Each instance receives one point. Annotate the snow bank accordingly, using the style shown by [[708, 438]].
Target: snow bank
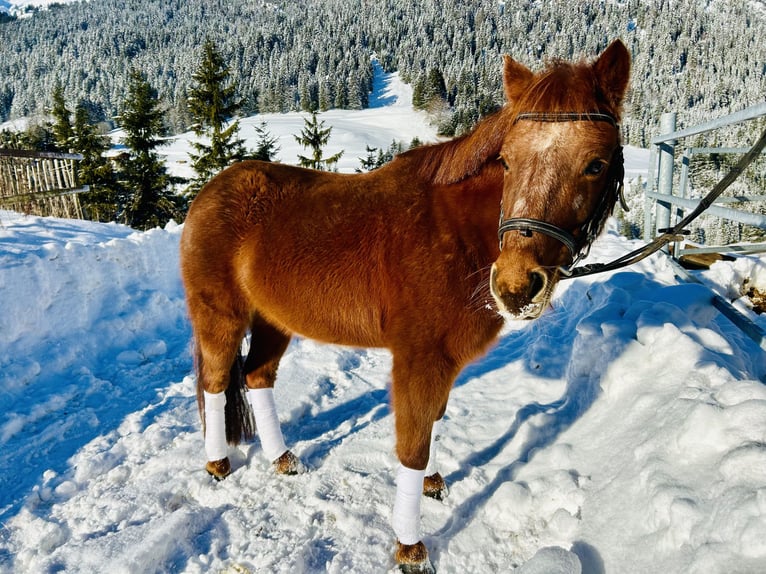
[[624, 431]]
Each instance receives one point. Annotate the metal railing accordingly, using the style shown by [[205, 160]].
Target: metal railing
[[662, 170]]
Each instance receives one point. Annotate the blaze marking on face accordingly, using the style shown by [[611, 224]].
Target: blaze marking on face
[[545, 139]]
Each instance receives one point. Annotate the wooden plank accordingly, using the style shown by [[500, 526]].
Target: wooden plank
[[35, 196]]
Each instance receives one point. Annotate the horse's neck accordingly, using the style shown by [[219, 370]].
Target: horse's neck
[[466, 156], [471, 208]]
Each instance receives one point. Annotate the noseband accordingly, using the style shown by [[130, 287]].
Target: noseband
[[591, 228]]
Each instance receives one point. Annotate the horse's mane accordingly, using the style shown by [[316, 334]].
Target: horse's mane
[[561, 87]]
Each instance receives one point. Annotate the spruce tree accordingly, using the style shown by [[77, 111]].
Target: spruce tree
[[212, 103], [149, 201], [266, 147], [62, 122], [315, 136], [94, 170]]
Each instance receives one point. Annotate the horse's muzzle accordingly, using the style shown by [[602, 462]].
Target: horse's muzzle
[[521, 295]]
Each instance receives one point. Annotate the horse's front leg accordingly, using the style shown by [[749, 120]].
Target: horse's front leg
[[267, 345], [419, 396]]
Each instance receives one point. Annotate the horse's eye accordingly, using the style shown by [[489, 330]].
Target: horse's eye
[[595, 167]]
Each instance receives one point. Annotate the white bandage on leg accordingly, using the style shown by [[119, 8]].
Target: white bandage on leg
[[267, 422], [215, 426], [406, 517], [435, 432]]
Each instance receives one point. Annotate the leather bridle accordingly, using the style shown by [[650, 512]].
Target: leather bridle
[[589, 230]]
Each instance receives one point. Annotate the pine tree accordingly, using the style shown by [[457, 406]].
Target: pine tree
[[149, 201], [62, 124], [266, 146], [315, 136], [212, 103], [94, 170]]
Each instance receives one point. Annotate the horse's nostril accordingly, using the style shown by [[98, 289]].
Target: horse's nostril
[[536, 284]]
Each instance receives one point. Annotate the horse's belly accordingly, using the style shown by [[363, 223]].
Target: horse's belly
[[343, 312], [330, 321]]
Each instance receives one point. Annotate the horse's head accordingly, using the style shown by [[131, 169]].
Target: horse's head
[[563, 164]]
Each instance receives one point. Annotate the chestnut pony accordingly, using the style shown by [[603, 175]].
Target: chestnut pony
[[405, 257]]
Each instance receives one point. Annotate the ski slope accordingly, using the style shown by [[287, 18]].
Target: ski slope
[[624, 431]]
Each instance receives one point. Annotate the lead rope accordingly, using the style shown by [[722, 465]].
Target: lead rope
[[672, 234]]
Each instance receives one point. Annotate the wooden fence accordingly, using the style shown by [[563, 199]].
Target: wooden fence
[[40, 183]]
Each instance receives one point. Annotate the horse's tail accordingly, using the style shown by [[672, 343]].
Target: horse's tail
[[240, 424]]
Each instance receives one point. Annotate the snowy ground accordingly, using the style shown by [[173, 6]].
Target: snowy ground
[[623, 432]]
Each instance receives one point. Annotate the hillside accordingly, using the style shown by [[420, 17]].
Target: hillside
[[623, 431], [700, 57]]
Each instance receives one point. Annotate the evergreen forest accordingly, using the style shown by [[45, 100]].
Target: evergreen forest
[[702, 58]]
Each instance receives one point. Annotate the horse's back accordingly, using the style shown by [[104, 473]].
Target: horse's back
[[309, 251]]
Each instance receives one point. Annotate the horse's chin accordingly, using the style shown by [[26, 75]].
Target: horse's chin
[[528, 312]]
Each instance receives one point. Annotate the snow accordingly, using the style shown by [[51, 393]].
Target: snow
[[624, 431]]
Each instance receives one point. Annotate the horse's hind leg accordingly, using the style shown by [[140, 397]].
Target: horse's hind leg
[[267, 345], [224, 413]]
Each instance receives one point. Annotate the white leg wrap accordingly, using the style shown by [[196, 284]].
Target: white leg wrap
[[215, 426], [267, 422], [409, 491], [435, 432]]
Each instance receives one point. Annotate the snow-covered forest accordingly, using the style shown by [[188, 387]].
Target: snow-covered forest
[[701, 57]]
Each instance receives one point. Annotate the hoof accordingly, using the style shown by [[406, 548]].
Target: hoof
[[435, 487], [218, 469], [288, 464], [413, 559]]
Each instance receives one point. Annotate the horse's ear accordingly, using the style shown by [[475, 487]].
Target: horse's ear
[[612, 70], [516, 77]]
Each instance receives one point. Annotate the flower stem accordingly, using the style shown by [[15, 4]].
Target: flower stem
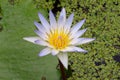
[[62, 69]]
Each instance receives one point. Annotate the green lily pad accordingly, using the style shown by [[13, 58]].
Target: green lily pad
[[19, 59]]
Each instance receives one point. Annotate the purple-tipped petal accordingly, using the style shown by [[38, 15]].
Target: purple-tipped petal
[[76, 27], [45, 52], [78, 34], [63, 57], [41, 42], [40, 27], [62, 19], [31, 39], [68, 23], [44, 22], [54, 52], [43, 36]]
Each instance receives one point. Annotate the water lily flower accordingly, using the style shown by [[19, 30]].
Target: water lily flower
[[59, 37]]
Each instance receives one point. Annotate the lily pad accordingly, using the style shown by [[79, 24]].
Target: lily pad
[[19, 59]]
++++
### YOUR INSTRUCTIONS
Reproduce all of the data above verbatim, line for line, and omit the pictures from your reproduction.

### SOLUTION TO THE PROBLEM
Each instance receives one point. Annotate the snow bank accordingly, using the style shown by [[708, 438]].
Target: snow bank
[[624, 431]]
Each instance receives one point. Annotate the metal railing accordingly, using the style shown by [[205, 160]].
Target: metal railing
[[662, 170]]
Each instance receives one point. Annotate the blaze marking on face accordingly, using the style shown by [[611, 224]].
Target: blaze marking on face
[[545, 139]]
Each instance receives one point. Annotate the wooden plank accordingly, using the style shown by [[500, 526]].
Target: wooden plank
[[35, 196]]
Each instance receives one point. Annotate the horse's neck accordingly, using the style shown by [[219, 370]].
Target: horse's neck
[[466, 156], [471, 208]]
Each instance receives one point. Annotate the noseband accordingly, using the style shown by [[130, 287]].
Target: noseband
[[591, 228]]
Each instance receives one point. Annotate the horse's mane accordingly, using the style shown by [[316, 334]].
Target: horse's mane
[[561, 87]]
Each instance receives one point. Annotate the spruce tree accordingly, using the style shown by [[77, 111]].
Target: spruce tree
[[212, 103], [149, 201], [266, 147], [62, 122], [315, 136], [94, 170]]
Each instance receives one point. Annotate the horse's muzzle accordingly, using the style shown by [[602, 462]].
Target: horse's muzzle
[[521, 295]]
Each instance receives one point. Annotate the horse's front leg accordingly, using the style shown by [[749, 120]].
Target: horse's front leg
[[267, 345], [419, 396]]
Each instance receives one point. Annotate the horse's eye accordingly, using the style shown by [[489, 330]].
Target: horse's eye
[[595, 167]]
Each instance receives one point. Annotate the white bandage on leg accordingly, using the style shown by [[119, 8]].
Target: white bandage on leg
[[267, 422], [215, 426], [406, 517], [435, 432]]
Each instance receives one point. Annotate the leather bridle accordingly, using the style shown by [[650, 512]].
Target: leather bridle
[[589, 230]]
Each instance receives one point. Annotate the pine tree accordingly, using the style shown by [[457, 406]].
Target: pine tree
[[149, 201], [62, 124], [266, 146], [315, 136], [212, 103], [94, 170]]
Each instance receives one point. Annotate the horse's nostril accordingly, using the style shown by [[98, 289]].
Target: horse's nostril
[[536, 284]]
Each instance receives one point. Annotate the horse's belly accordingly, using the style shown by [[363, 223]].
Target: horse's belly
[[343, 312], [330, 321]]
Each instance receives one point. Annotate the horse's head accordingly, using the style shown by [[131, 169]].
Target: horse's head
[[563, 164]]
Each instance receives one point. Annotate the chestnut pony accordingly, using the style shown by [[603, 175]].
Target: chestnut pony
[[405, 257]]
Each instance receives one point. Annotate the ski slope accordingly, using the style shown by [[287, 18]].
Target: ski slope
[[624, 431]]
Each instance receives one point. Annotate the lead rope accordingly, using the style shown by [[722, 465]].
Target: lead rope
[[672, 234]]
Each instance receives one point. Annotate the wooden fence accordingly, using the style shown by [[563, 199]].
Target: wooden fence
[[40, 183]]
Each instance receives one point. Annotate the horse's tail accordingly, using the style shown by [[672, 343]].
Target: horse's tail
[[240, 424]]
Each instance receives one point. Annotate the snowy ground accordingly, using the style shown by [[173, 6]].
Target: snowy ground
[[623, 432]]
Each instance receives one point. Annotate the hillside accordingly, using the style shown by [[420, 17]].
Target: hillside
[[623, 431], [700, 57]]
Each instance receives one point. Annotate the evergreen forest accordingly, using the style shown by [[45, 100]].
Target: evergreen forest
[[702, 58]]
Each instance receives one point. Annotate the horse's back accordingly, using the style shown by [[104, 473]].
Target: horse's back
[[309, 251]]
Each instance receives one point. Annotate the horse's chin accordingly, using the style shown by [[26, 75]].
Target: horse's chin
[[528, 312]]
Each instance receives one point. Annotate the snow accordingly, using the style shown by [[51, 393]].
Target: snow
[[624, 431]]
Each instance receives one point. Annotate the horse's hind leg accordingly, using the style shown by [[140, 397]].
Target: horse's hind leg
[[267, 345], [224, 413]]
Each instance receives one point. Annotate the white leg wrap accordingly, using the style shown by [[196, 284]].
Target: white leg wrap
[[215, 426], [267, 422], [409, 491], [435, 432]]
Each instance receives one point. Annotate the snow-covered forest accordingly, using the style shown by [[188, 387]].
Target: snow-covered forest
[[701, 57]]
Each instance receives one point. Annotate the hoof accordingly, using the style shown by [[406, 548]].
Target: hoof
[[435, 487], [218, 469], [288, 464], [413, 559]]
Each instance receives one point. Annotate the horse's ear accordingly, using the style shown by [[475, 487]].
Target: horse's ear
[[612, 70], [516, 77]]
Each instance receives one point. Annotate the flower stem accordingly, using the style shown by [[15, 4]].
Target: flower stem
[[62, 69]]
Each instance receives one point. Annotate the green lily pad accordingly, using the style shown by [[13, 58]].
Target: green lily pad
[[19, 59]]
Each instance receives one point. Annotate the purple-tipped petal accordingly, using the style shown by [[38, 15]].
Target: purple-tipped petal
[[76, 27], [45, 52], [78, 34], [63, 57], [41, 42], [40, 27], [62, 19], [31, 39], [68, 23], [44, 22], [54, 52], [43, 36]]
Each instance receives one point. Annotate the water lily flower accordingly, using the style shown by [[19, 30]].
Target: water lily flower
[[59, 37]]
Each instance receives one point. Annotate the lily pad accordingly, using the style shown by [[79, 24]].
Target: lily pad
[[19, 59]]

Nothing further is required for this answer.